### EXERCISE TASKS:
#1 From the piece about Mew's farewell, extract everything from "If this should ever happen again, though, I" down to "pints these days?".
#2 Answer these questions using the piece about Mew's farewell:
(a) In what month and year did the writer's time with Mew begin?
(b) In which city is the farewell show?
(c) During which song does the writer break down completely?

### PROVIDED PASSAGE:
-- -- --

It has almost been a completed journey with Mew, from my introduction during a liminal phase between albums when I wasn’t yet 18, to this near-end now I am not yet 40. I know intimately what the start felt like, and the story of the middles. This week, I am living through my resolution. I have not known exactly how that feels before; endings, yes, plenty. They tend to feel drawn out. But not one quite like this.
October 2004 til December 2025 (with this false finale in the last of those Mays – insert opinions on that here) has been a lot of uninterrupted time. It started when I was young, and it is concluding now I am not so.
If this should ever happen again, I will have had more and more grey hairs emerge.
If this should ever happen again, I will feel tireder still.
If this should ever happen again, though, I hope there will come a day where there is a two hour farewell set which is intense and unpredictable enough that I forget about my aching feet and ankles and calves. The show in Aarhus feels like time travel, back to a less creaky place. They could have played another hour and I’d have stood through that without a second thought too.
If this should ever happen again, I will probably spend a little less time in bars before and after the shows. You seen the price of pints these days?
If this should ever happen again, I may or may not get a tattoo to mark it.
If this should ever happen again, I would expect to experience more of it on my own. Mew has been a social love affair from start to finish. It has always, with no exceptions, involved the company of others. I am particularly glad of this in Aarhus. For whatever reason, I break down completely during Rows and people are queueing up to give me a hug; no explanations need to be sought.
If this should ever happen again, I will be highly aware that this is not normal. My early days with this odd, singular Danish band felt wholly natural and repeatable, so no thought was necessary. I did not fully and consciously appreciate the rarity. That was a large part of the magic.
If this should ever happen again, the new relationship with the new songs might not follow the same path, or evolve through the same stages: from existential importance initially, to comforting familiarity lately. I don’t really listen to Mew much any more, because the point is that I don’t have to. It’s all in my head, in my head; it lives up here now.
If this should ever happen again, I doubt the source will manage to offer up a composition so elemental and eternal as The Zookeeper’s Boy. Until I hear it, I will be optimistic about the possibility of being optimistic that I might eventually be wrong.

-- -- --

### STORED ROWS:
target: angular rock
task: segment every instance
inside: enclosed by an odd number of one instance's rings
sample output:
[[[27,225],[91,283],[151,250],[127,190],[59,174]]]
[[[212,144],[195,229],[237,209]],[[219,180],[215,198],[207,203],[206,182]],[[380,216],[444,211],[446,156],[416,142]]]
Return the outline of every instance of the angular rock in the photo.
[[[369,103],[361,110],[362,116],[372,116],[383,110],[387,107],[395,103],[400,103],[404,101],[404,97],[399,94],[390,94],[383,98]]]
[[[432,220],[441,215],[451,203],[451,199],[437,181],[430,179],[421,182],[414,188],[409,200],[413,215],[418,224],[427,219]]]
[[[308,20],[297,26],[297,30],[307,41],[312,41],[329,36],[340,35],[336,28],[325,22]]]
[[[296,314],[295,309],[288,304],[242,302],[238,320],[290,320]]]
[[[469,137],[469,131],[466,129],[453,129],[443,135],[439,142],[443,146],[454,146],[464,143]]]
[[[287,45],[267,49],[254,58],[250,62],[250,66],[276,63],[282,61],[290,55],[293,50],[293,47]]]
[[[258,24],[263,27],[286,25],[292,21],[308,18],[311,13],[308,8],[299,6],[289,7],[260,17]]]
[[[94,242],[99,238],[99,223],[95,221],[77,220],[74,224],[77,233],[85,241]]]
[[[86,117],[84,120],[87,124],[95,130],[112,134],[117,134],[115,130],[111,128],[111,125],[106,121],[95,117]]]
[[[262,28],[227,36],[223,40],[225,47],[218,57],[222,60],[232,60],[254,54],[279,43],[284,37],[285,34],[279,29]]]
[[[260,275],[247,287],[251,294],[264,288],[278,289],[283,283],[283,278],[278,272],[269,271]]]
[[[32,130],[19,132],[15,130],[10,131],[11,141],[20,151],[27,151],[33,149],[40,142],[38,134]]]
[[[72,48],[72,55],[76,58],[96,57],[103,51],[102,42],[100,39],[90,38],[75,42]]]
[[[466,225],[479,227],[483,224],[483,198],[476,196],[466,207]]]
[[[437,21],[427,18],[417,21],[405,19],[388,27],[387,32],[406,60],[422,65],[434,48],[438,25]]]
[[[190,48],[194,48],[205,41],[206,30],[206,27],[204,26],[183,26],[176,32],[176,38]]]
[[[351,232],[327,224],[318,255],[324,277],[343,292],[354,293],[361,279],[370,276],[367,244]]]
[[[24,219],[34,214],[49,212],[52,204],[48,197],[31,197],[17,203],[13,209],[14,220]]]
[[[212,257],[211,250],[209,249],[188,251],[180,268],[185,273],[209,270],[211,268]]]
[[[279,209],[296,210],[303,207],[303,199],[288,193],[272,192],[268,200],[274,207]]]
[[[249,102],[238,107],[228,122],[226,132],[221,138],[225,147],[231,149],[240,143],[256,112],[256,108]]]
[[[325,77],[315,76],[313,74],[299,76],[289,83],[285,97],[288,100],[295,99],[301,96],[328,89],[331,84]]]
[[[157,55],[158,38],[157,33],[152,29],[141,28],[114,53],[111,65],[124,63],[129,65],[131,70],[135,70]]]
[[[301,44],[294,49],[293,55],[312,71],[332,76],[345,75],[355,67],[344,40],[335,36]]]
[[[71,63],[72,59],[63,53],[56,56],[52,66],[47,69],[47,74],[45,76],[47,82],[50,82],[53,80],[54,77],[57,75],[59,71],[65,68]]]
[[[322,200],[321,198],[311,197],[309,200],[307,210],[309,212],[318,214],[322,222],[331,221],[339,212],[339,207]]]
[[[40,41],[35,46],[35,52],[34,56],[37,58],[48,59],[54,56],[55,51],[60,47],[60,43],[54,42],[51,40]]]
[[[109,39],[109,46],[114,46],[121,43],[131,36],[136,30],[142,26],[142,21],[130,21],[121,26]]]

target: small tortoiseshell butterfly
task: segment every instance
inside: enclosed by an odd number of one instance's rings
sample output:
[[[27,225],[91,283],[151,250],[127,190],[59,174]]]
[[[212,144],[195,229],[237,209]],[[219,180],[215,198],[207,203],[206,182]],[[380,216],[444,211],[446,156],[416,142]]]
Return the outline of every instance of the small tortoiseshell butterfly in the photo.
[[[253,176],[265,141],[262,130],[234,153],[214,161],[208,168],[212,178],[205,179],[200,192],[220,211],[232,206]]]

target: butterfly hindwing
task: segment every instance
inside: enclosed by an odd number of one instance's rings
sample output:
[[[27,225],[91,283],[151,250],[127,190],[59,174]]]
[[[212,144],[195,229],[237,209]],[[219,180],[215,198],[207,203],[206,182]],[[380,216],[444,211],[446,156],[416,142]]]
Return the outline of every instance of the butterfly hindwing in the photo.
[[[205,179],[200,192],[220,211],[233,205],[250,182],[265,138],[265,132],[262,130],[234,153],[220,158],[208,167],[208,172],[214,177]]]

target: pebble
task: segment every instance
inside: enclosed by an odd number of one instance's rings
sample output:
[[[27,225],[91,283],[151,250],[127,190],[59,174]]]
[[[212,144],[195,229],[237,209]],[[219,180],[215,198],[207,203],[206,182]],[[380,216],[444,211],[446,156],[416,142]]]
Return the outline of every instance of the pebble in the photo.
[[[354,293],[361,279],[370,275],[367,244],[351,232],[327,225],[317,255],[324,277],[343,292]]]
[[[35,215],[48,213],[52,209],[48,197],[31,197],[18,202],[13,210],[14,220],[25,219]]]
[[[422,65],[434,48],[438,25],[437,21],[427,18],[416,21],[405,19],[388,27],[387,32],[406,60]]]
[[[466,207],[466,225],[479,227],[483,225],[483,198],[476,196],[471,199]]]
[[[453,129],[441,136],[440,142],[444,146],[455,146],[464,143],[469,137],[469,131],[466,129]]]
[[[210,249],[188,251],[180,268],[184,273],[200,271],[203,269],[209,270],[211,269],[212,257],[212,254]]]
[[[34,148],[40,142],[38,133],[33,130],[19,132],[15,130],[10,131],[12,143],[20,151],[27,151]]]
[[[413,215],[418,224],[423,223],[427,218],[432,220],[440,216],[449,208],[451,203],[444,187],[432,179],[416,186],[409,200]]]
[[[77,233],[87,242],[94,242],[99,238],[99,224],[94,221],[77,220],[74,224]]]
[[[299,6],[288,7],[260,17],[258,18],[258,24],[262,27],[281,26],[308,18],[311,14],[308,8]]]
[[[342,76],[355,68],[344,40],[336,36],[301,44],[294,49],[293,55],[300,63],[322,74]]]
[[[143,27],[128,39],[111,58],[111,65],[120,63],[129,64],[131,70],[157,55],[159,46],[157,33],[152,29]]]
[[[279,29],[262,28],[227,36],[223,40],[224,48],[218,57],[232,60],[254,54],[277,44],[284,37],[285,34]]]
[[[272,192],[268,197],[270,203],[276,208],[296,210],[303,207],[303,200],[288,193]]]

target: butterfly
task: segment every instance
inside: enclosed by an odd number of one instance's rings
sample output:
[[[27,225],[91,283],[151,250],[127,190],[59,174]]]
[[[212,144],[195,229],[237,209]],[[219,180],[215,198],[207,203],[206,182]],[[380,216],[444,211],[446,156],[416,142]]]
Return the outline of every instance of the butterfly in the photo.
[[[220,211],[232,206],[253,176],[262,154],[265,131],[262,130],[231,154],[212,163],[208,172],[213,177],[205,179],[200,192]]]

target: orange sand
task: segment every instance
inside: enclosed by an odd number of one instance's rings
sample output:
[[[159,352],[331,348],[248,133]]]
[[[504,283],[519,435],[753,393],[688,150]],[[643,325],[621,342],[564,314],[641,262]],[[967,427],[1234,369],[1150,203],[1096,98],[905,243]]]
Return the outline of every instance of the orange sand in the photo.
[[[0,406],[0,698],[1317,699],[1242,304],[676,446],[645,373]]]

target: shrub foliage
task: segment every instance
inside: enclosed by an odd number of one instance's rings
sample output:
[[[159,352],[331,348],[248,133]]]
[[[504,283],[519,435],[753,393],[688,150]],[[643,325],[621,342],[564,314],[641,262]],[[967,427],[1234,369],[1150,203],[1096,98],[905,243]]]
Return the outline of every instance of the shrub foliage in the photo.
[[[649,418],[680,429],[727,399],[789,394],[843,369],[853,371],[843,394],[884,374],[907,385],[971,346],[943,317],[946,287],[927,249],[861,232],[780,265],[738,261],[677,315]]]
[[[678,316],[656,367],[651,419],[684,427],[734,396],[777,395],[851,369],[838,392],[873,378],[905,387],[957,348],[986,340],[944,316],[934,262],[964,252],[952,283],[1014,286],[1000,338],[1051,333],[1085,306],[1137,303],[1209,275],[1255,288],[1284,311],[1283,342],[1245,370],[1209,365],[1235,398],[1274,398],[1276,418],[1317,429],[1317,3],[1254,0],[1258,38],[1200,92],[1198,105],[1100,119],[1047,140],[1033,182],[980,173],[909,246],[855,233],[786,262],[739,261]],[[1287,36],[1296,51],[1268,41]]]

-- -- --

### ANSWERS TO THE PROBLEMS:
#1
If this should ever happen again, though, I hope there will come a day where there is a two hour farewell set which is intense and unpredictable enough that I forget about my aching feet and ankles and calves. The show in Aarhus feels like time travel, back to a less creaky place. They could have played another hour and I’d have stood through that without a second thought too.
If this should ever happen again, I will probably spend a little less time in bars before and after the shows. You seen the price of pints these days?

#2
(a) October 2004
(b) Aarhus
(c) Rows